* Task goal
How many lines of the records below contain the string "aerial"? Case counts; give only the number.

───── Data supplied

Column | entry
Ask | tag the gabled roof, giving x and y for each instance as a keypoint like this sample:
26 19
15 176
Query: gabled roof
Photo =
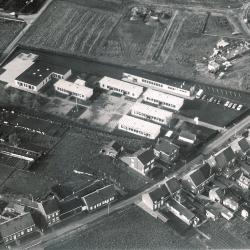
159 193
145 156
17 224
50 206
173 185
100 195
166 146
244 145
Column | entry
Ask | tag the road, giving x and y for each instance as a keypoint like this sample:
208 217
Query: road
29 19
82 223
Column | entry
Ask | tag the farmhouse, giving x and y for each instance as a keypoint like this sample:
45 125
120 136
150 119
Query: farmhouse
162 99
196 180
100 198
139 127
142 161
151 113
75 89
166 151
179 88
39 74
17 228
120 87
50 211
156 198
187 137
182 212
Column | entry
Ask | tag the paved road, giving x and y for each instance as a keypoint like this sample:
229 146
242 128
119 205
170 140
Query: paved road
82 223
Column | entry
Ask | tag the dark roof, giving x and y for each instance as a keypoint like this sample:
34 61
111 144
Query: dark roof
61 191
166 146
173 185
35 74
146 156
17 224
188 135
224 157
50 206
100 195
69 205
244 145
159 193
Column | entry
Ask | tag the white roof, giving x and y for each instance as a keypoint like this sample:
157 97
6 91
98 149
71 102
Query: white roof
139 124
17 66
147 109
121 85
72 87
163 97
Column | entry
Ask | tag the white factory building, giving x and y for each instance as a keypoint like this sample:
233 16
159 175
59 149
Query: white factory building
151 113
139 127
76 89
120 87
163 99
181 89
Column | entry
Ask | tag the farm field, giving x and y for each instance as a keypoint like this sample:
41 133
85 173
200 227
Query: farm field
73 28
8 31
130 228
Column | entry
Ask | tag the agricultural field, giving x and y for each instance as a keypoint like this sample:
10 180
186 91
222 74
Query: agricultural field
72 28
8 31
131 228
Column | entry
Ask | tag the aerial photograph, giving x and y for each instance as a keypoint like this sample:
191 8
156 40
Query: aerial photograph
124 124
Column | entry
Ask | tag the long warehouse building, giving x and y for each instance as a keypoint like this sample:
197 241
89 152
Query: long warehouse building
151 113
177 88
163 99
121 87
139 127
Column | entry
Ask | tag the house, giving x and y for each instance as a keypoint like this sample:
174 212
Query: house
39 74
156 198
197 179
173 186
100 198
120 87
182 212
17 228
141 161
139 127
225 158
113 149
76 89
166 151
151 113
163 99
174 87
243 181
71 207
50 211
186 136
217 194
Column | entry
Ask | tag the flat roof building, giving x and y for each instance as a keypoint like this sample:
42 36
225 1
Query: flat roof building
178 88
151 113
39 74
75 89
120 87
163 99
139 127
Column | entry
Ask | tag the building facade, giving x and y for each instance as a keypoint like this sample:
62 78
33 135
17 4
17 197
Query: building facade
121 87
178 89
163 99
151 113
139 127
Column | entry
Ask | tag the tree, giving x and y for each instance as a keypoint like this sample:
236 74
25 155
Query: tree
14 140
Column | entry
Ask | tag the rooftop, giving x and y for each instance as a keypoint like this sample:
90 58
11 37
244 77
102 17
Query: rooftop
35 74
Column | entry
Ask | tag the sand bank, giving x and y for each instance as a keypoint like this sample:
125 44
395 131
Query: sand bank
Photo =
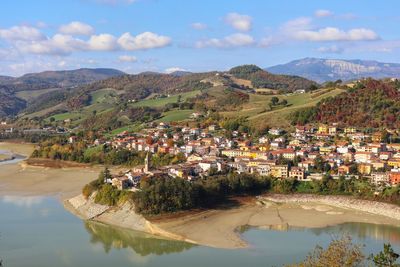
23 179
219 228
215 228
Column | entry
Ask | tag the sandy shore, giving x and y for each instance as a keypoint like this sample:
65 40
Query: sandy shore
218 228
214 228
22 179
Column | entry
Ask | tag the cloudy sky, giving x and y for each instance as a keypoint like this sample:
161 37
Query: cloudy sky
194 35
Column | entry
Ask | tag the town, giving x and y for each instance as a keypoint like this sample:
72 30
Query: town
308 153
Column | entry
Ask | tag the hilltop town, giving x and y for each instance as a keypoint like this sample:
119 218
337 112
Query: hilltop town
309 153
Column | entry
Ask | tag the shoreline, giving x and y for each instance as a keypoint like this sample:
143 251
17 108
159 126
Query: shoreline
218 228
221 228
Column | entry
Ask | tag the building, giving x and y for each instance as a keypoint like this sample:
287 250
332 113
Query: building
380 178
279 171
394 178
297 173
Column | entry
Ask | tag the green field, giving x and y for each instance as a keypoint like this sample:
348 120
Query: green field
258 112
175 115
31 94
160 102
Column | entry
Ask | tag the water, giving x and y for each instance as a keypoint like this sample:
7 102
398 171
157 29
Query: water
37 231
17 158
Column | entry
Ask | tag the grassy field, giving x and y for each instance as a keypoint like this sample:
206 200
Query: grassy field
160 102
175 115
258 112
30 94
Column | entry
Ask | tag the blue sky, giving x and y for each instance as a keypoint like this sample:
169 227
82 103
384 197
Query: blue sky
166 35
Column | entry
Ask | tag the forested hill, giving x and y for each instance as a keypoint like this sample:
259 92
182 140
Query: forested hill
9 104
260 78
371 103
57 79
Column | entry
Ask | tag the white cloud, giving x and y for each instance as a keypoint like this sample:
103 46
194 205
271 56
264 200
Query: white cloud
146 40
26 202
298 24
335 34
59 44
102 42
127 58
331 49
76 28
234 40
321 13
24 33
198 26
239 22
114 2
173 69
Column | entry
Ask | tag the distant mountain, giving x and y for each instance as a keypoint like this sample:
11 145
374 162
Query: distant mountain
322 70
260 78
180 73
11 104
372 104
57 79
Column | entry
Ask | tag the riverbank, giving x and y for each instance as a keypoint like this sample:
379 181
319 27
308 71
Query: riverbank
26 180
220 227
214 228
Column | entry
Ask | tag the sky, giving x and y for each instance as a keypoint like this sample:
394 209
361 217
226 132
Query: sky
168 35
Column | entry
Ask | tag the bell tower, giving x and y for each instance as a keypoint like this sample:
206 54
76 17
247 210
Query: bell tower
147 163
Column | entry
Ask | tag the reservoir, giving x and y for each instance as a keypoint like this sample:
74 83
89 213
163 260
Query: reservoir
38 231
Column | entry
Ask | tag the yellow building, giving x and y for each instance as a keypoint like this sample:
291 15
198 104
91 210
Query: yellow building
279 171
323 129
350 130
255 154
395 163
364 168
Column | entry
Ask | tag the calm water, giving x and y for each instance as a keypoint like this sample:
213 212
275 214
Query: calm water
37 231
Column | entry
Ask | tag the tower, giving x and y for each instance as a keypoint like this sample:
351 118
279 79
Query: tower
146 163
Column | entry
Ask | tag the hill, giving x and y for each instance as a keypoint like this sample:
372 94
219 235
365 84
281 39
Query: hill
10 104
370 104
322 70
33 89
262 79
58 79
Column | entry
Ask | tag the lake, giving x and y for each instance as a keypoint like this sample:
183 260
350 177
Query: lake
37 231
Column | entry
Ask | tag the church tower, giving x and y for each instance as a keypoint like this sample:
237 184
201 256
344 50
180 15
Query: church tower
147 163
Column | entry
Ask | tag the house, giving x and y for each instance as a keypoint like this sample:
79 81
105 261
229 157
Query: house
297 173
394 178
323 129
343 170
364 168
350 130
332 130
275 131
394 162
279 171
213 127
362 157
194 157
121 182
380 178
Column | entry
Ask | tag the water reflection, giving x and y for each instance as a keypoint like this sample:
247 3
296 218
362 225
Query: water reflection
143 244
23 201
387 233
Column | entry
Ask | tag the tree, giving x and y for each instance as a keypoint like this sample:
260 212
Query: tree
274 100
339 253
386 258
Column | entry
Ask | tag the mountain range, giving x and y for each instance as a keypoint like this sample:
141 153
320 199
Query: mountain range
322 70
57 79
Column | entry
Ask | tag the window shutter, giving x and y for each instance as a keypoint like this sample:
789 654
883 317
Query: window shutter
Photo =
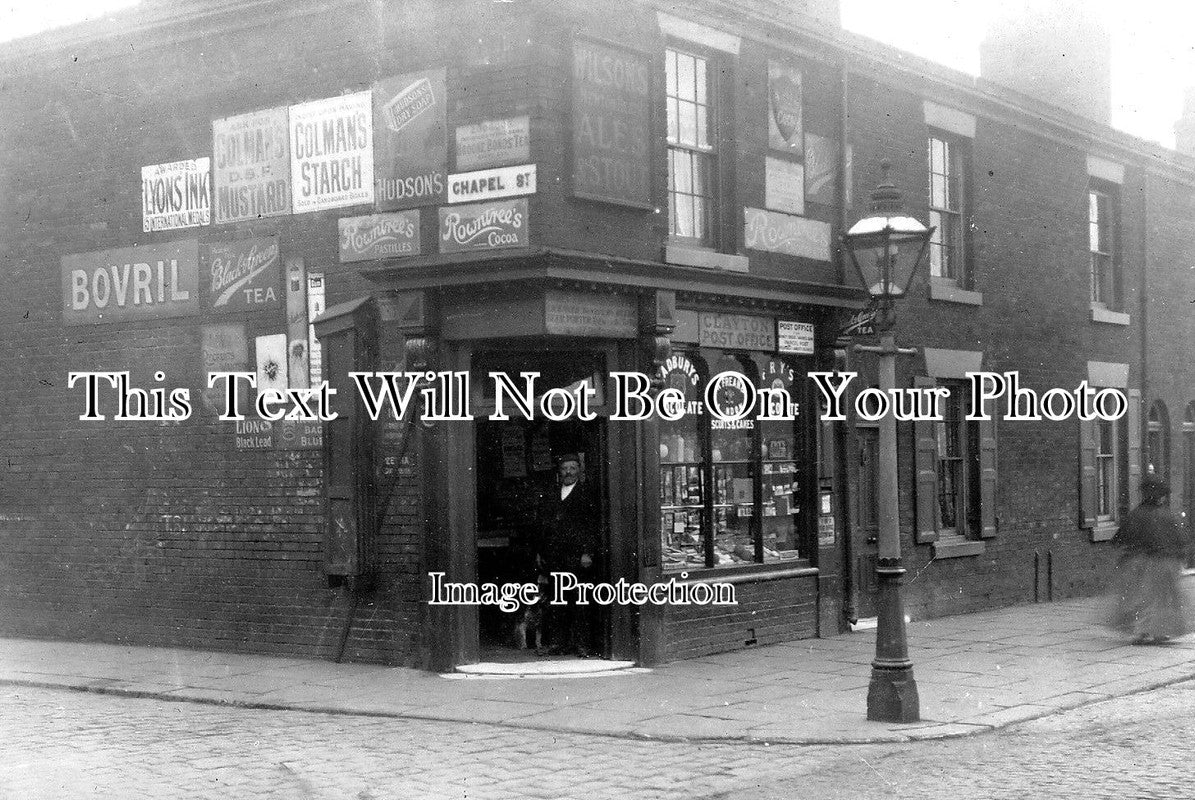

──────────

* Result of the task
2